__What is expected__. Rewrite these lines with every "Annotate" renamed to "Mark", leaving everything else unchanged.

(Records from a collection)
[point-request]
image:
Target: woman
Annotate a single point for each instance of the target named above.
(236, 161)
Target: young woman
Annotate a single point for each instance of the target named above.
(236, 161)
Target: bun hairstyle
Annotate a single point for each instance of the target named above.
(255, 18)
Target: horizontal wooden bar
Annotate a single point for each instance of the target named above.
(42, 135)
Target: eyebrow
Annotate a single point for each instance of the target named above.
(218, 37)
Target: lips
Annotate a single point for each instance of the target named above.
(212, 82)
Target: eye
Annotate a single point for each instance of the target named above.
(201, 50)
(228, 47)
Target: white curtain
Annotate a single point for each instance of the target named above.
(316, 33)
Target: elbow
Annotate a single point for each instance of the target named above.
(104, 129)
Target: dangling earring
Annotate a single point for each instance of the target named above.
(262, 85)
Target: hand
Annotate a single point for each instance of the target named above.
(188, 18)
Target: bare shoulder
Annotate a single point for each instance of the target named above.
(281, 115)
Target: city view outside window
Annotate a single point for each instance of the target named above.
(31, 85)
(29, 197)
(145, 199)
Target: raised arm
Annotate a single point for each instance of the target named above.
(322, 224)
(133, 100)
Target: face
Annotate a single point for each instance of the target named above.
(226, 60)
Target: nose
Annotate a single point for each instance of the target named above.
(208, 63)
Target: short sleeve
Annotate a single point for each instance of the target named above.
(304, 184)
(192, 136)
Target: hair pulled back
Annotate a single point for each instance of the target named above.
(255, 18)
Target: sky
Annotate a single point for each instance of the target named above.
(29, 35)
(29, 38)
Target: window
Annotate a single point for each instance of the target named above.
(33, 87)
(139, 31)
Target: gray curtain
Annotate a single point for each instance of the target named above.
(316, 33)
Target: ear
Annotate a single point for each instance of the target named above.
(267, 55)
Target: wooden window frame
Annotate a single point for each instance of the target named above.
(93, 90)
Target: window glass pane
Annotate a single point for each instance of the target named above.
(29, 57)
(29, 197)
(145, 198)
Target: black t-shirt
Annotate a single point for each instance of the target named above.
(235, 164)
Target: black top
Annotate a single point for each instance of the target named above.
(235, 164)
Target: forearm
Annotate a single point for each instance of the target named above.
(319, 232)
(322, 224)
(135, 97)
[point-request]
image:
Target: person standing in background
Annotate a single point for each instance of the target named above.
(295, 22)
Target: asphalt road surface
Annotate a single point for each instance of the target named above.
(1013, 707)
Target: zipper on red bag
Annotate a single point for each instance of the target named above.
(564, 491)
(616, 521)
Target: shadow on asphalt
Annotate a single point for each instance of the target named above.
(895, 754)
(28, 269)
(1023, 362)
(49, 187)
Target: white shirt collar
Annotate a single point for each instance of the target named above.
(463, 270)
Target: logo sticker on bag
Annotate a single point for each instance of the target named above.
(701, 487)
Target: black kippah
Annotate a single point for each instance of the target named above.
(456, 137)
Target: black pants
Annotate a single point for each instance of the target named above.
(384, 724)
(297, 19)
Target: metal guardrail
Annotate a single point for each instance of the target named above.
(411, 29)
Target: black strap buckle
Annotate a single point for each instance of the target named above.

__Full response__.
[point-request]
image:
Target: woman
Mark a single point for each instance of the target named above.
(236, 161)
Target: young woman
Mark a single point for each instance of the target named above.
(236, 161)
Target: bun hairstyle
Mark a single point for each instance of the target named above.
(255, 18)
Target: horizontal wooden bar
Mark a single point for each instance of the target named above.
(42, 135)
Target: eyebrow
Mark a single point for each instance of the target named above.
(218, 37)
Target: lips
Mark a single point for each instance of the target named above.
(212, 82)
Target: eye
Mark a single point for each instance of the target named above.
(201, 50)
(228, 47)
Target: white curtain
Mark a single point for each instance of the target named above.
(316, 33)
Target: elbow
Mark a single point for each instance of the target named above.
(104, 129)
Target: dangling earring
Mark a single point for each instance of the target named above.
(262, 85)
Target: hand
Mark a single point for each instance of the target named above.
(188, 18)
Target: bare shoulder
Mark a single point for each instance of the target named above.
(281, 115)
Target: city view outside window
Mark a single point for each instance of the target named above.
(31, 85)
(29, 197)
(145, 199)
Target: raised arm
Mark a single point for each instance of the target named above.
(322, 224)
(133, 100)
Target: face
Mark a single point for each instance of the target named above.
(226, 60)
Target: nose
Mark a single point for each instance of the target named above.
(208, 63)
Target: short sleeve
Mark a single point for each instance of the target named above.
(304, 184)
(192, 136)
Target: hair pulled back
Mark a single point for each instance of the target named above.
(255, 18)
Target: sky
Mark a single point for each instance of the target named above.
(29, 35)
(29, 38)
Target: window
Mark a single point for each instance of the target named above.
(33, 87)
(139, 31)
Target: gray curtain
Mark a single point for each instance of the target named above.
(316, 33)
Target: ear
Mark a single point for each instance of the target named above.
(267, 55)
Target: wooden window frame
Mark a single point for each instance of the target named above.
(93, 90)
Target: window glass pane
Mark a single point for each instance of the target named above.
(29, 57)
(29, 197)
(145, 198)
Target: black t-shirt
Mark a single point for each instance of the target named above.
(235, 164)
Target: black top
Mark a single point for each instance of the target named above.
(235, 164)
Target: forearm
Mark a single point for each instance of the target named above.
(319, 232)
(322, 224)
(135, 97)
[point-request]
image:
Target: person standing in background
Mark a single point for each instance of the target named above.
(295, 22)
Target: asphalt road surface
Mark a single point for each instance of the target named above.
(1013, 707)
Target: zipper on red bag
Mark a single point for each instance of the target named above.
(564, 491)
(616, 521)
Target: shadow on asphalt
Mark a single point for each instance of the target named above.
(895, 754)
(28, 269)
(1023, 362)
(49, 187)
Target: white shirt collar
Mark a single point for each instance of the target named above.
(463, 270)
Target: logo sticker on bag
Mark a single point for each instance of the target named above.
(701, 487)
Target: black kippah
Mark a single point for each instance of the target named above.
(456, 137)
Target: black pants
Mark a single point for each instance of the target named above.
(384, 724)
(297, 19)
Target: metal guardrail
Mark a single point for each instance of the target named above.
(411, 29)
Target: black strap buckle
Mark a single point for each instance of the target named above.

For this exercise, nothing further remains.